[Entries from a pointing dataset]
● ● ● ●

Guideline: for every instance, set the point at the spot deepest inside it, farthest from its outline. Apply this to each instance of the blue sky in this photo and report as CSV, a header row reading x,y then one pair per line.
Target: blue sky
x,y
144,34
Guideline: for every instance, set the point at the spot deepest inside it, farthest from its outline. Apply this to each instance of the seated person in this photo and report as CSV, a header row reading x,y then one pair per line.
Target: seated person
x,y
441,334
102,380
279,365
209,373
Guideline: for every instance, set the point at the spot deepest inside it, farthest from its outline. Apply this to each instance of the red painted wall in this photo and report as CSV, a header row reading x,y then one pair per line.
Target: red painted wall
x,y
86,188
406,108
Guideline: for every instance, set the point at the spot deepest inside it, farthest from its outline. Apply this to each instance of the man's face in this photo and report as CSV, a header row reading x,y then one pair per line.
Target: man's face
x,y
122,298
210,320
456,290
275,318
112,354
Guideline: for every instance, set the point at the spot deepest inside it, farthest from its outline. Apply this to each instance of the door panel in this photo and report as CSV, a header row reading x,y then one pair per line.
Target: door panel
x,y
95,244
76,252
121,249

● ● ● ●

The problem: Rewrite every line of the rows above as one numbered list, omitting any blank lines.

Worked answer:
1. Guideline: for every instance, set the point at the spot deepest inside it, farthest from its outline. Apply this to each instance of the blue sky in this photo and report as CSV, a header row reading x,y then one pair per line.
2. Target: blue sky
3. x,y
4. 144,34
5. Guideline: for every instance, set the point at the spot deepest inside it, farthest from its outline. Apply this to each instance of the seated person in this photo and report as CSV, a header row reading x,y then one pair per line.
6. Target: seated person
7. x,y
8. 441,334
9. 102,380
10. 279,365
11. 209,373
12. Guideline: for every instance, set the point at the spot deepest inside it, farthest from its outline. Apply this to each instance of the red painted wall in this photo and report as CSV, a header row reading x,y then one pair per line.
13. Target: red painted wall
14. x,y
15. 86,188
16. 406,108
17. Guideline: for every instance, set the point at the spot deepest inside it, farthest from its outline. Apply this to each instance of the man's face in this photo and report as CSV, a header row reading x,y then one pair per line.
18. Target: man's face
19. x,y
20. 122,298
21. 210,320
22. 456,290
23. 275,318
24. 112,354
25. Guideline: for every instance, set the point at the spot deepest inside it, farthest from its outline. Apply this to each instance of the door panel in this photo and report as CSV, a header row reading x,y then one pair per line.
26. Target: door panel
27. x,y
28. 95,244
29. 76,252
30. 121,249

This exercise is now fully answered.